**TASK DIRECTIONS**
In the listing below, print exactly the lines between the line holding "positive clicks: (215, 69) (208, 220)" and the line holding "negative clicks: (37, 97) (232, 286)", inclusive, and no more.

**DATASET**
*** Block opens ***
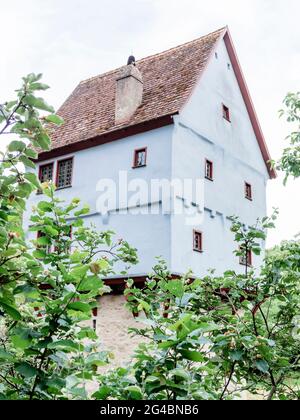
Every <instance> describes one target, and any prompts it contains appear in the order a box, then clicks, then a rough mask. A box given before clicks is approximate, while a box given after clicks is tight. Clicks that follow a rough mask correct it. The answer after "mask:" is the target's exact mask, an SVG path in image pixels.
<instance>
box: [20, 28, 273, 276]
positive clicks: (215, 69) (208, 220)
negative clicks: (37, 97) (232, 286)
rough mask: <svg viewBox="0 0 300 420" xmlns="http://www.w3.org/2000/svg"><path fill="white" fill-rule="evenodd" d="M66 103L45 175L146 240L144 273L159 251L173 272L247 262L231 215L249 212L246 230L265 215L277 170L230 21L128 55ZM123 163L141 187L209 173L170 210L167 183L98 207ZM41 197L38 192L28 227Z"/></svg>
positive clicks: (40, 158) (227, 266) (153, 264)
mask: <svg viewBox="0 0 300 420" xmlns="http://www.w3.org/2000/svg"><path fill="white" fill-rule="evenodd" d="M58 114H59V115H60V116H62V117H63V119H64V121H65V123H64V125H62V126H61V127H59V128H56V129H55V130H54V132H53V134H52V141H53V144H52V149H51V151H49V152H43V153H41V154H40V155H39V158H38V165H37V166H38V169H37V170H38V174H39V177H40V179H41V181H45V180H49V179H52V180H53V181H54V182H55V183H56V185H57V191H56V194H57V196H58V197H61V198H63V199H65V200H67V201H68V200H71V199H72V198H74V197H79V198H81V200H82V202H83V203H87V204H89V206H90V214H89V215H87V216H86V217H85V223H87V224H91V223H92V224H94V225H95V226H96V228H97V229H99V230H108V229H112V230H114V231H115V232H117V234H118V236H119V237H121V238H124V239H126V240H127V241H128V242H129V243H130V244H131V245H132V246H134V247H136V248H137V249H138V255H139V259H140V263H139V264H138V265H137V266H135V267H133V268H132V269H131V271H130V274H131V275H132V276H133V277H135V278H136V279H137V280H138V279H144V278H145V276H146V275H147V274H148V273H149V272H150V271H151V267H152V266H153V265H154V263H155V257H159V256H161V257H163V258H164V259H165V260H166V262H167V264H168V266H169V269H170V271H171V272H172V273H173V274H174V275H176V274H180V273H185V272H186V271H187V270H188V269H192V270H193V271H194V273H195V274H196V275H205V274H206V273H207V271H208V270H209V269H211V268H213V269H216V272H217V273H219V274H220V273H222V272H224V271H226V270H228V269H231V270H232V269H235V270H236V271H237V272H243V271H244V269H245V267H244V266H243V264H245V261H244V260H243V259H239V258H238V257H236V256H235V255H234V253H233V251H234V250H235V249H236V245H235V243H234V240H233V234H232V233H231V231H230V226H231V222H230V220H229V217H230V216H232V215H237V216H239V217H240V219H241V221H242V222H243V223H244V224H245V229H247V227H249V226H251V225H253V224H254V223H255V221H256V219H257V218H261V217H264V216H265V215H266V185H267V181H268V180H269V179H270V178H274V177H275V176H276V175H275V173H274V171H273V170H272V168H271V167H270V165H269V161H270V159H271V158H270V155H269V152H268V149H267V146H266V143H265V140H264V137H263V134H262V131H261V128H260V125H259V122H258V119H257V115H256V113H255V110H254V107H253V104H252V101H251V99H250V95H249V91H248V88H247V86H246V82H245V79H244V77H243V74H242V70H241V67H240V64H239V61H238V58H237V55H236V52H235V49H234V46H233V43H232V39H231V36H230V33H229V31H228V28H223V29H221V30H218V31H216V32H213V33H211V34H209V35H206V36H204V37H201V38H199V39H197V40H195V41H191V42H188V43H186V44H184V45H181V46H179V47H176V48H173V49H170V50H168V51H165V52H162V53H159V54H156V55H153V56H150V57H147V58H144V59H142V60H139V61H135V59H134V57H130V58H129V60H128V64H127V65H126V66H124V67H121V68H119V69H116V70H113V71H110V72H108V73H105V74H102V75H100V76H96V77H93V78H91V79H88V80H86V81H83V82H81V83H80V84H79V85H78V87H77V88H76V89H75V91H74V92H73V93H72V94H71V96H70V97H69V98H68V99H67V100H66V102H65V103H64V104H63V105H62V107H61V108H60V109H59V111H58ZM120 171H121V172H122V173H123V175H124V173H126V176H127V178H128V183H130V185H131V189H132V191H131V194H132V193H133V192H134V189H135V188H136V192H135V194H138V186H139V185H140V184H141V181H146V184H147V185H148V186H149V185H151V181H153V180H169V181H172V180H176V179H177V180H178V179H179V180H182V181H183V180H186V179H189V180H192V181H195V182H196V180H197V179H199V178H200V179H202V186H203V188H204V193H203V194H202V193H201V199H200V196H199V197H198V198H197V197H196V199H195V200H189V199H188V198H187V197H186V196H185V195H184V194H185V192H183V193H182V194H180V193H178V194H177V195H176V196H175V198H174V199H173V200H172V199H170V205H169V210H168V211H166V209H164V211H163V208H162V207H163V203H162V200H161V198H162V197H161V195H160V194H159V195H155V194H154V195H153V194H148V195H147V194H143V193H141V192H140V198H139V199H138V200H136V202H134V200H133V198H132V197H129V198H130V199H129V202H128V203H126V204H125V205H124V201H120V200H116V202H115V204H114V205H110V207H109V208H108V211H101V209H100V210H99V205H97V203H98V204H99V197H100V196H101V194H103V191H102V192H101V191H100V190H101V188H102V187H101V185H102V184H101V182H102V181H103V180H104V179H106V180H111V181H114V182H115V183H116V185H117V190H118V189H120V191H121V190H122V191H121V194H122V192H123V193H124V194H125V191H124V187H122V186H120V185H119V176H120ZM99 182H100V184H99ZM99 185H100V186H99ZM134 186H135V188H134ZM97 190H98V191H97ZM40 199H41V196H39V195H35V196H32V198H31V201H30V203H29V205H28V209H27V215H26V218H25V223H26V225H27V226H28V225H29V224H30V222H29V216H30V213H31V207H32V206H34V205H36V203H37V202H38V200H40ZM198 201H199V202H198ZM200 201H202V204H201V203H200ZM178 203H181V204H179V208H180V205H182V208H184V209H190V210H193V209H194V210H195V209H196V213H197V212H198V214H200V215H202V223H201V224H200V225H199V224H198V223H197V224H196V222H195V225H193V224H192V223H191V218H187V216H186V214H180V212H177V211H175V208H178ZM126 210H127V211H126ZM187 219H188V222H187ZM28 237H29V238H30V239H35V238H34V237H33V236H31V234H30V233H28ZM262 246H264V244H262ZM261 258H262V256H254V255H249V258H248V262H249V264H250V263H251V264H252V265H253V266H254V267H255V266H258V265H259V264H260V262H261ZM112 280H114V281H119V280H120V281H122V279H121V278H115V279H112Z"/></svg>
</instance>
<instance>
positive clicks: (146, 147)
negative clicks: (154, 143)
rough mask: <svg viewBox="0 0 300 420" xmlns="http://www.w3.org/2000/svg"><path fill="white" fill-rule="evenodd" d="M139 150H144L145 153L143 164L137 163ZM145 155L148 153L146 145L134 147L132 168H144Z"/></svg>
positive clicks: (146, 161) (142, 150)
mask: <svg viewBox="0 0 300 420" xmlns="http://www.w3.org/2000/svg"><path fill="white" fill-rule="evenodd" d="M140 152H144V153H145V164H144V165H137V159H138V154H139V153H140ZM147 155H148V148H147V147H140V148H138V149H135V150H134V153H133V165H132V168H133V169H138V168H145V167H146V166H147Z"/></svg>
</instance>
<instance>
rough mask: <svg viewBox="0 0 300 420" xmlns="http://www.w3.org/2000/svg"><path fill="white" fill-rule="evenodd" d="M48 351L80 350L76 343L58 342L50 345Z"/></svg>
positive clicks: (58, 341) (53, 343)
mask: <svg viewBox="0 0 300 420" xmlns="http://www.w3.org/2000/svg"><path fill="white" fill-rule="evenodd" d="M47 347H48V349H61V348H63V349H67V350H78V348H79V346H78V344H76V343H74V341H72V340H58V341H55V342H53V343H50V344H48V346H47Z"/></svg>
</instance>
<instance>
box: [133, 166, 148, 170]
mask: <svg viewBox="0 0 300 420" xmlns="http://www.w3.org/2000/svg"><path fill="white" fill-rule="evenodd" d="M146 166H147V165H139V166H133V167H132V169H139V168H146Z"/></svg>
*** Block closes ***
**COMPLETED EXERCISE**
positive clicks: (215, 69) (208, 220)
negative clicks: (37, 97) (232, 286)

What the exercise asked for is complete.